- Task to complete
All lines from the line containing "of the shower" up to and including the last line of the listing below should be echoed exactly; no other lines belong in the response.

########################################

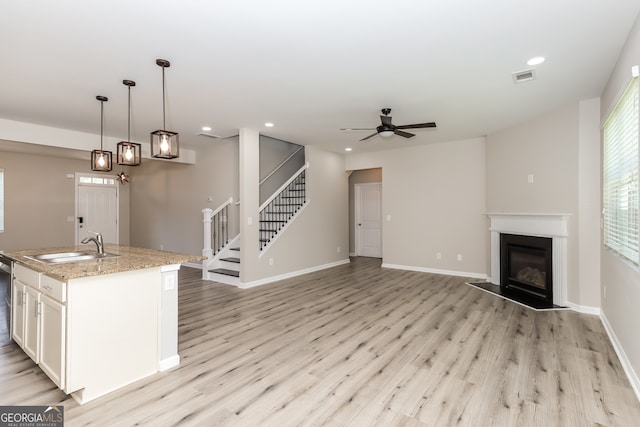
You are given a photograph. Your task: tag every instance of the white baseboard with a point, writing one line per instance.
(436, 271)
(169, 362)
(622, 356)
(585, 309)
(292, 274)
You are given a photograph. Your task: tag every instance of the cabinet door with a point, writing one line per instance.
(31, 320)
(18, 300)
(52, 339)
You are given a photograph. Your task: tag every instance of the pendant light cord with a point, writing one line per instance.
(101, 122)
(164, 124)
(129, 117)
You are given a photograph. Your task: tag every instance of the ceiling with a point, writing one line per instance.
(311, 68)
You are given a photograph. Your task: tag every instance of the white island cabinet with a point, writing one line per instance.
(99, 329)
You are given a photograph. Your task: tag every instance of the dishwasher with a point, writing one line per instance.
(5, 294)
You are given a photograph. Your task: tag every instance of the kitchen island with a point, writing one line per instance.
(97, 325)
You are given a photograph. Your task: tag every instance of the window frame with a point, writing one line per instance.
(620, 180)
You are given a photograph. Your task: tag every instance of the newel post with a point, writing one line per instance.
(206, 251)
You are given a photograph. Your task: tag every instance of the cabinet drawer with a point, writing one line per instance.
(53, 288)
(27, 276)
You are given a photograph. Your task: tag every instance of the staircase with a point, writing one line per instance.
(225, 268)
(223, 255)
(279, 209)
(276, 213)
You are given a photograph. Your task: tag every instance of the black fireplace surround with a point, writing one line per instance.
(526, 265)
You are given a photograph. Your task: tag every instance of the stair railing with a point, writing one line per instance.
(278, 209)
(216, 229)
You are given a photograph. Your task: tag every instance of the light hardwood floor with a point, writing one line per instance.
(358, 345)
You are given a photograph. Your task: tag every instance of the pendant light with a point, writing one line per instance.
(128, 153)
(164, 143)
(100, 159)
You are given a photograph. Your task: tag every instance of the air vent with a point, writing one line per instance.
(524, 76)
(209, 135)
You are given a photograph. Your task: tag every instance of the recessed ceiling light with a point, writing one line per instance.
(536, 61)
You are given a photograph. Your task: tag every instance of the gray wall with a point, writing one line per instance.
(620, 280)
(433, 200)
(39, 197)
(318, 237)
(167, 198)
(272, 153)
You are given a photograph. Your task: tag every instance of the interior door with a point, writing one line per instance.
(97, 212)
(368, 207)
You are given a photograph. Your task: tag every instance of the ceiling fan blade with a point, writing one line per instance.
(401, 133)
(418, 126)
(370, 136)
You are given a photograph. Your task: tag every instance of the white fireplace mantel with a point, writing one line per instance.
(554, 226)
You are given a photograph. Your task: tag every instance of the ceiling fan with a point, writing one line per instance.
(386, 129)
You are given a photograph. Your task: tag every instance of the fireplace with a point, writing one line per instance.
(526, 265)
(552, 226)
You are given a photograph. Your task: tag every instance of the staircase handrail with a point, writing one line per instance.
(277, 168)
(283, 186)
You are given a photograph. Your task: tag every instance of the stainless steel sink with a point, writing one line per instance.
(62, 257)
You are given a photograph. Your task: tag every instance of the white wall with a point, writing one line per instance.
(620, 280)
(433, 200)
(561, 149)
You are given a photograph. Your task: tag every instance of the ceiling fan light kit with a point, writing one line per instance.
(387, 129)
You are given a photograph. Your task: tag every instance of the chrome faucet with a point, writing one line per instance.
(97, 240)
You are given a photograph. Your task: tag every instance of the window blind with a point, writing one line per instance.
(620, 176)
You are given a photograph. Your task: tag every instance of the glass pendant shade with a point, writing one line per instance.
(164, 143)
(129, 153)
(101, 161)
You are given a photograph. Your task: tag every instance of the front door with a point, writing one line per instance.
(368, 216)
(97, 212)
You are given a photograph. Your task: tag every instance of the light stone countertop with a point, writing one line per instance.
(130, 259)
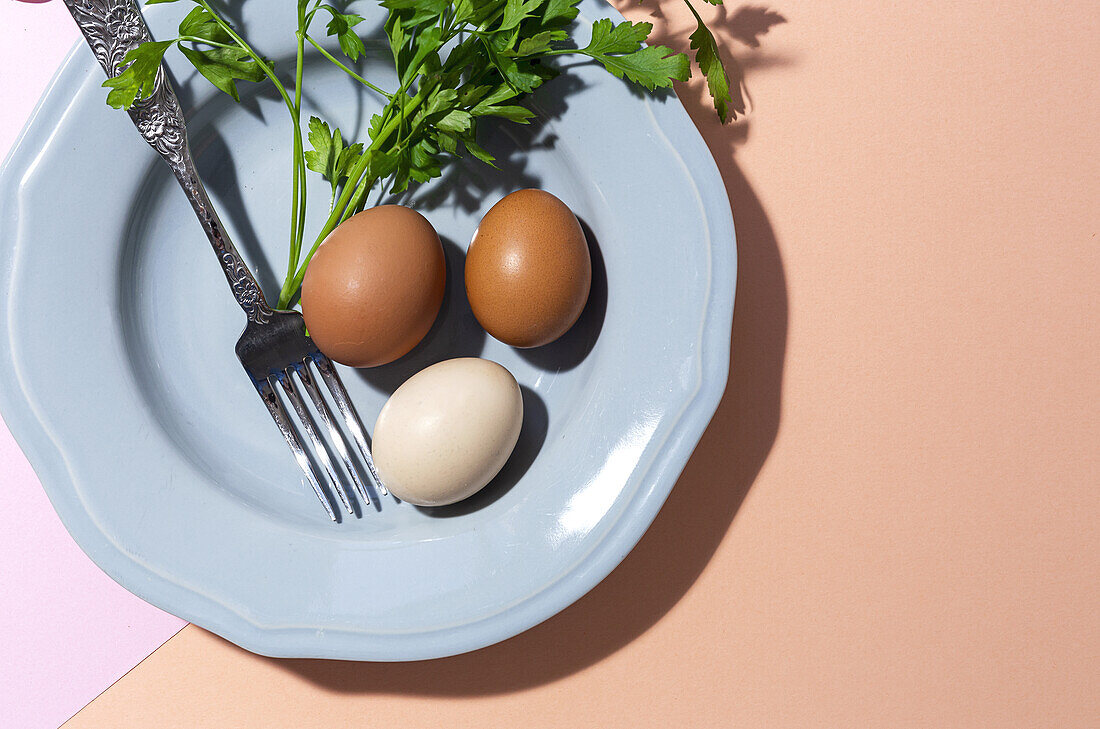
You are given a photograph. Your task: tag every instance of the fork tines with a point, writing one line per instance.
(299, 374)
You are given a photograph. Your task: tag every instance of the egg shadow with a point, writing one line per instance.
(455, 333)
(531, 438)
(572, 348)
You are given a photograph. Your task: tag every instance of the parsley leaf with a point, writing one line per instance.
(618, 48)
(717, 80)
(341, 28)
(223, 67)
(329, 156)
(136, 80)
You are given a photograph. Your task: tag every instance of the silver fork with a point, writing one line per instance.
(274, 348)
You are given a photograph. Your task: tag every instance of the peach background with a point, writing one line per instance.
(892, 519)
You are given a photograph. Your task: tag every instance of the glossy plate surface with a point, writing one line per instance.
(120, 383)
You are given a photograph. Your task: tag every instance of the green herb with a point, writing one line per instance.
(458, 62)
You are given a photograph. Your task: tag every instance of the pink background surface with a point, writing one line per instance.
(892, 520)
(67, 631)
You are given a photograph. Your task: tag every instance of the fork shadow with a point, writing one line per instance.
(677, 548)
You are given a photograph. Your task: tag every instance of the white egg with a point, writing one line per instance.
(448, 431)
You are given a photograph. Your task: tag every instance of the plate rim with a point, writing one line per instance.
(48, 460)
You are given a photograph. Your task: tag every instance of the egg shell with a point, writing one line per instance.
(528, 269)
(444, 433)
(374, 287)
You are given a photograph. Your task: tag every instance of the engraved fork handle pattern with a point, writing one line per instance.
(112, 28)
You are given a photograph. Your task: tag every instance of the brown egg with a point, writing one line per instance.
(374, 286)
(528, 269)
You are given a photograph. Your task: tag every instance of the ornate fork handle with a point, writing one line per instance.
(112, 28)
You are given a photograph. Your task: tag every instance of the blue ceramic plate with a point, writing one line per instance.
(120, 383)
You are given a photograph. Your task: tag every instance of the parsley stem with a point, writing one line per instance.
(345, 69)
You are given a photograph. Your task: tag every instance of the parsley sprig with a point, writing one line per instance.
(458, 63)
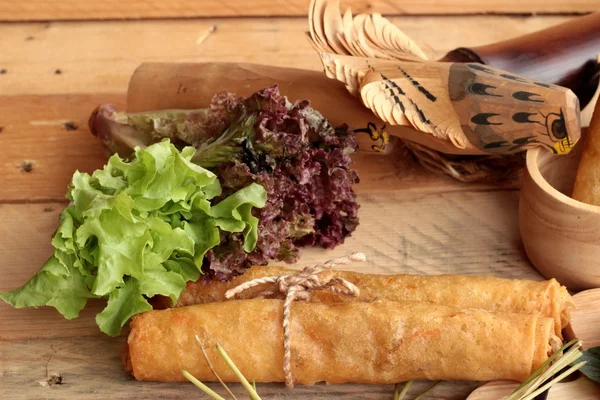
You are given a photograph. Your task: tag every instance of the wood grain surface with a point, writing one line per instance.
(15, 10)
(99, 57)
(52, 74)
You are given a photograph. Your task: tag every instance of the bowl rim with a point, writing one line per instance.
(531, 163)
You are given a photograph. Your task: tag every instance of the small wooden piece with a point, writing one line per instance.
(561, 235)
(580, 389)
(587, 182)
(585, 319)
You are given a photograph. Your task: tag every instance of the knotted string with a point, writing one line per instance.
(299, 286)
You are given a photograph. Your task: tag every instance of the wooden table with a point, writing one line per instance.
(53, 73)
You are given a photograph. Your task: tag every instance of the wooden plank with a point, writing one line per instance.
(99, 57)
(91, 368)
(36, 10)
(41, 153)
(464, 232)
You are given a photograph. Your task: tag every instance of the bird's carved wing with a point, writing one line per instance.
(470, 105)
(364, 35)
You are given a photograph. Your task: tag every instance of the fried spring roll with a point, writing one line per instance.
(380, 342)
(546, 298)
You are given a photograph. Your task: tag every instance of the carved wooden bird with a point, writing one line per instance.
(472, 106)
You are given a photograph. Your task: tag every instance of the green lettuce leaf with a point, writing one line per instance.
(135, 230)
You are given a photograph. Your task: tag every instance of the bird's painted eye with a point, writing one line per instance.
(556, 126)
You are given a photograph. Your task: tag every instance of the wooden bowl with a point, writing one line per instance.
(561, 235)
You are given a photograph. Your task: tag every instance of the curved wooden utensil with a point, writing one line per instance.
(580, 389)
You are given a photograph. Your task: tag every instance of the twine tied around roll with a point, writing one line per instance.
(299, 286)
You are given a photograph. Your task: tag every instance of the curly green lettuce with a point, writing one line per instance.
(134, 230)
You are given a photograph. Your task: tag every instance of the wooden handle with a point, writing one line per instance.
(565, 55)
(158, 86)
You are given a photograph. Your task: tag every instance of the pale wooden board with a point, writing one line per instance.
(412, 221)
(466, 232)
(15, 10)
(34, 132)
(91, 370)
(99, 57)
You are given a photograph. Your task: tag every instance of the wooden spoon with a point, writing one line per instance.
(585, 325)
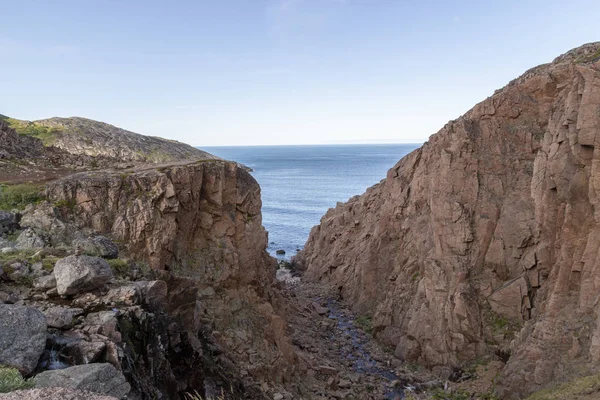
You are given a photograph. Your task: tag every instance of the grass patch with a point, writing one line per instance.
(11, 379)
(46, 134)
(588, 386)
(17, 197)
(364, 323)
(589, 58)
(440, 394)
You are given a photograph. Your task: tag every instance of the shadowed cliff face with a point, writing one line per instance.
(490, 225)
(200, 222)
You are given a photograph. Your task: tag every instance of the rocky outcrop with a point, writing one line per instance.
(198, 225)
(76, 274)
(490, 225)
(53, 393)
(84, 136)
(101, 378)
(22, 337)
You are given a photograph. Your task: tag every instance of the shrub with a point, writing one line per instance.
(11, 379)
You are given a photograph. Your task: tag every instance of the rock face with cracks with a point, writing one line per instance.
(493, 221)
(200, 222)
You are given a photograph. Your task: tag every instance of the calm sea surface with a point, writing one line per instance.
(299, 183)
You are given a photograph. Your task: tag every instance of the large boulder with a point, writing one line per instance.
(22, 337)
(8, 222)
(29, 239)
(76, 274)
(54, 393)
(99, 246)
(100, 378)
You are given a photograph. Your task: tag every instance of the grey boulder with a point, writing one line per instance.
(76, 274)
(29, 239)
(102, 378)
(22, 337)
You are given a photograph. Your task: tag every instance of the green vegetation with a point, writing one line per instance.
(589, 58)
(11, 379)
(46, 134)
(19, 196)
(364, 323)
(440, 394)
(196, 396)
(588, 387)
(66, 204)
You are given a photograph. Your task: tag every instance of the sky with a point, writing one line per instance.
(270, 72)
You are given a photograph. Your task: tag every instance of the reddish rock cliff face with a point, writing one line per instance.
(492, 221)
(200, 222)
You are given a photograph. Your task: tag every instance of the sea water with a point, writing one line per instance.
(300, 183)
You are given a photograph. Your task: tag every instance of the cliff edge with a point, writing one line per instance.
(485, 240)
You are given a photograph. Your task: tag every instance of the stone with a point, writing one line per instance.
(100, 378)
(61, 317)
(99, 246)
(344, 384)
(327, 370)
(84, 352)
(509, 187)
(22, 337)
(8, 223)
(29, 239)
(44, 283)
(76, 274)
(53, 393)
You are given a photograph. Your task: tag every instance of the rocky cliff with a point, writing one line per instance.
(200, 224)
(486, 238)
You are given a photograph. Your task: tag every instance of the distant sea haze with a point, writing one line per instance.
(300, 183)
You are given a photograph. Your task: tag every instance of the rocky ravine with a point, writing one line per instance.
(485, 239)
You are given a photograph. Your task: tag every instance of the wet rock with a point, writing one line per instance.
(44, 283)
(84, 352)
(344, 384)
(100, 378)
(327, 370)
(99, 246)
(55, 393)
(22, 337)
(76, 274)
(61, 317)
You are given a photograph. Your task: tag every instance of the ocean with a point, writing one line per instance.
(300, 183)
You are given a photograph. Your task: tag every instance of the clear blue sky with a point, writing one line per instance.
(236, 72)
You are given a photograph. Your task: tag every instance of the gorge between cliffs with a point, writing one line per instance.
(136, 267)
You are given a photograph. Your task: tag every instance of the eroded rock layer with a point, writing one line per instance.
(490, 224)
(199, 225)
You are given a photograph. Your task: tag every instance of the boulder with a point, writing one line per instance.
(76, 274)
(44, 283)
(99, 246)
(61, 317)
(55, 393)
(100, 378)
(8, 222)
(22, 337)
(29, 239)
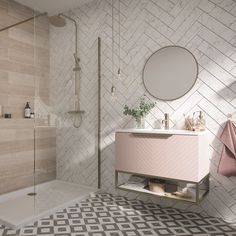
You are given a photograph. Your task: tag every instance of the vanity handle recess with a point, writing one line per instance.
(152, 135)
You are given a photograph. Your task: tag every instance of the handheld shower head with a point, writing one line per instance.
(57, 21)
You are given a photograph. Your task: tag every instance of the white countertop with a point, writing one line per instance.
(161, 131)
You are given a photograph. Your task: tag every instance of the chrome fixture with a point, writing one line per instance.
(24, 21)
(113, 87)
(59, 21)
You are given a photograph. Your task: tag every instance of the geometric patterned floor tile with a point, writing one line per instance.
(110, 215)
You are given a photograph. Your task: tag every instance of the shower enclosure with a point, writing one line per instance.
(51, 160)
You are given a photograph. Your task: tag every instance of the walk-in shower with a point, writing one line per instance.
(43, 157)
(59, 21)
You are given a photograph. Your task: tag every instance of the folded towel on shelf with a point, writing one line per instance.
(137, 181)
(227, 165)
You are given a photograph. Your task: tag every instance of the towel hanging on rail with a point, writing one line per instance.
(227, 165)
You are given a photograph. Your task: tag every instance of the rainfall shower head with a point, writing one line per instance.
(57, 21)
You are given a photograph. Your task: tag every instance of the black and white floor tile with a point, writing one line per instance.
(109, 215)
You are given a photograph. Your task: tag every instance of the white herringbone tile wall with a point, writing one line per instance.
(206, 27)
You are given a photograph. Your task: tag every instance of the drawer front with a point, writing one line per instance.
(169, 156)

########################################

- Result of the task
You are given a photograph. Your task: tag every instance of the shower enclosure with a point, writing one line per instance.
(51, 160)
You are given a photograph. Your task: tag every instance of the walk-in shower with a point, writing one line per instance.
(43, 157)
(59, 21)
You are given a photograph. Your task: tag every instance of the folded towel on shelf with a point, writing one line per instance.
(137, 181)
(227, 165)
You are given a photograph. Your task: tag every instance of the towel hanging on rail with a point, writing one line per instance.
(227, 165)
You are given a photograph. Your task: tag every instance of the rainfall shower head with a point, writing one line per instance.
(57, 21)
You are given a photograph. Your task: tag every instance of the black and white floor tile with a point, writing one line per instance.
(109, 215)
You are given a photograph. Your task: tag every instance of the white herringbone tile wall with a point, writing one line per instance.
(206, 27)
You are given a photograph. Your task: tag every instance of the drawer front with a point, writing one line per instance.
(169, 156)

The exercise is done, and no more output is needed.